▶ **Aim of the exercise**: Each record below has to be printed verbatim.

[Saved entries]

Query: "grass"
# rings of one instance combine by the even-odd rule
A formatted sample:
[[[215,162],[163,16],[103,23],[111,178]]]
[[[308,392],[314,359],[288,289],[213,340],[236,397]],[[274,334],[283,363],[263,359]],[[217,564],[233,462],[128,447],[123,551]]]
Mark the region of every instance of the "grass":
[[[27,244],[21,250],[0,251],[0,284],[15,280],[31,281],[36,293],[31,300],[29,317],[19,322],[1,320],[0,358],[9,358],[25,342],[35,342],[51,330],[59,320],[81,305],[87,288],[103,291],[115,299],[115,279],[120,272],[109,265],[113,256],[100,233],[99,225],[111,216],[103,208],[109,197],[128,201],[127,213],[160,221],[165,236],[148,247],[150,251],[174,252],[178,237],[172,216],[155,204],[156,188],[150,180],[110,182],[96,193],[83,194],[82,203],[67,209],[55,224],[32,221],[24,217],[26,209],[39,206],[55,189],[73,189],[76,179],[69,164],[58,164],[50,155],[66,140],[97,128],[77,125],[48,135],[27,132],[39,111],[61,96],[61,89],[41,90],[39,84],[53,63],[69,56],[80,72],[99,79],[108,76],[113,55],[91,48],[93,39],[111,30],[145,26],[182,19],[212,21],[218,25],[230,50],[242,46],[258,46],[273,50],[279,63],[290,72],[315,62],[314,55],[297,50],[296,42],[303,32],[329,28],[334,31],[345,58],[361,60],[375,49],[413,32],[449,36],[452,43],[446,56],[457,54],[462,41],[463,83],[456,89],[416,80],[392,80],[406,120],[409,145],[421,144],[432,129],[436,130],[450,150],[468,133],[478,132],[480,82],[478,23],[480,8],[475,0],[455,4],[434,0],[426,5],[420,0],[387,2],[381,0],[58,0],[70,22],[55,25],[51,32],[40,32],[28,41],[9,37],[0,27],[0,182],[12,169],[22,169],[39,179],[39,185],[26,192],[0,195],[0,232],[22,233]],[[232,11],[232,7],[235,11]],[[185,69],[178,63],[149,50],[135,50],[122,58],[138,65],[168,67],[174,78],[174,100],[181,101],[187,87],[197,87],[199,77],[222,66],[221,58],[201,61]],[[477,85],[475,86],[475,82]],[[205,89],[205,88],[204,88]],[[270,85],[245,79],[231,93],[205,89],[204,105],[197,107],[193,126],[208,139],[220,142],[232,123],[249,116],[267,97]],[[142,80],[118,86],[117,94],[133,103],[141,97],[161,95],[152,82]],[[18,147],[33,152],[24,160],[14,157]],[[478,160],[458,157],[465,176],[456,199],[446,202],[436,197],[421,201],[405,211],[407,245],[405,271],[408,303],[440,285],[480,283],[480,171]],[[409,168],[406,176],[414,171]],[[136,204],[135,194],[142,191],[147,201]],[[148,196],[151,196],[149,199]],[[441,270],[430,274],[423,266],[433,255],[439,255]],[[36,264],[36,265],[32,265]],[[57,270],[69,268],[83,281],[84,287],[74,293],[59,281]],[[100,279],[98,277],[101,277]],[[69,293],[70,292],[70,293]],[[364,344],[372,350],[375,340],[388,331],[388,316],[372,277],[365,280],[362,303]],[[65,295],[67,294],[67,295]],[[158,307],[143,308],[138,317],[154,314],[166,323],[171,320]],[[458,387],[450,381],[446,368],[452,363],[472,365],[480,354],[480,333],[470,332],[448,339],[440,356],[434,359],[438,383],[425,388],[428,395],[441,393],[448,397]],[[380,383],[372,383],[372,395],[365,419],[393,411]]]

▶ **Exercise result**:
Query: "grass"
# rings of one instance combine by the even-odd rule
A formatted sample:
[[[215,162],[163,16],[103,23],[111,178]]]
[[[308,392],[314,359],[288,289],[213,340],[236,397]],[[274,334],[283,363],[263,359]],[[217,564],[233,462],[128,447],[123,551]]]
Mark the region of every instance of the "grass":
[[[27,244],[21,250],[0,251],[0,284],[15,280],[31,281],[36,293],[31,300],[29,317],[19,322],[1,320],[0,358],[9,358],[25,342],[35,342],[51,330],[59,320],[81,305],[87,288],[103,291],[115,299],[115,279],[120,272],[109,265],[113,256],[100,233],[99,225],[111,216],[103,208],[109,197],[128,201],[127,213],[160,221],[165,236],[148,247],[150,251],[174,252],[178,237],[172,216],[155,204],[156,188],[150,180],[110,182],[96,193],[83,194],[82,203],[67,209],[55,224],[32,221],[24,217],[26,209],[39,206],[55,189],[73,189],[76,179],[69,164],[58,164],[50,155],[66,140],[97,128],[77,125],[48,135],[27,132],[39,111],[61,96],[61,89],[41,90],[39,84],[53,63],[69,56],[80,72],[99,79],[108,76],[113,55],[91,48],[93,39],[111,30],[145,26],[182,19],[212,21],[218,25],[230,50],[242,46],[258,46],[273,50],[279,63],[290,72],[315,62],[314,55],[297,50],[296,42],[303,32],[329,28],[334,31],[345,58],[361,60],[375,49],[413,32],[449,36],[452,43],[446,56],[457,54],[462,41],[463,83],[456,89],[416,80],[392,80],[406,120],[409,145],[421,144],[432,129],[436,130],[450,150],[468,133],[478,132],[480,82],[478,23],[480,8],[475,0],[455,4],[434,0],[426,5],[420,0],[387,2],[381,0],[58,0],[70,22],[55,25],[51,32],[40,32],[28,41],[9,37],[0,27],[0,182],[12,169],[22,169],[39,179],[39,185],[26,192],[0,195],[0,232],[22,233]],[[232,11],[232,7],[235,11]],[[185,69],[178,63],[149,50],[135,50],[122,58],[138,65],[168,67],[174,78],[174,100],[181,101],[187,87],[197,87],[199,77],[222,66],[221,58],[201,61]],[[477,85],[475,86],[475,82]],[[205,89],[205,88],[204,88]],[[270,85],[245,79],[231,93],[205,89],[204,105],[197,107],[193,126],[208,139],[220,142],[232,123],[249,116],[267,97]],[[142,80],[118,86],[117,94],[133,103],[141,97],[161,95],[152,82]],[[18,147],[33,152],[24,160],[14,157]],[[478,160],[458,157],[465,176],[456,199],[446,202],[436,197],[421,201],[405,211],[407,245],[405,271],[408,303],[440,285],[480,283],[480,171]],[[409,168],[406,176],[414,171]],[[136,204],[135,194],[142,191],[147,201]],[[148,196],[151,196],[149,199]],[[441,270],[430,274],[423,266],[433,255],[439,255]],[[36,264],[36,265],[32,265]],[[57,270],[69,268],[83,281],[84,287],[74,293],[59,281]],[[100,279],[98,277],[101,277]],[[69,293],[70,292],[70,293]],[[364,344],[372,350],[375,340],[388,331],[388,316],[372,277],[365,280],[362,303]],[[65,295],[67,294],[67,295]],[[158,307],[143,308],[138,317],[154,314],[166,323],[171,320]],[[458,387],[450,381],[446,368],[452,363],[472,365],[480,354],[480,333],[470,332],[448,339],[440,356],[434,359],[438,383],[425,388],[428,395],[441,393],[448,397]],[[380,383],[372,383],[372,395],[365,419],[393,411]]]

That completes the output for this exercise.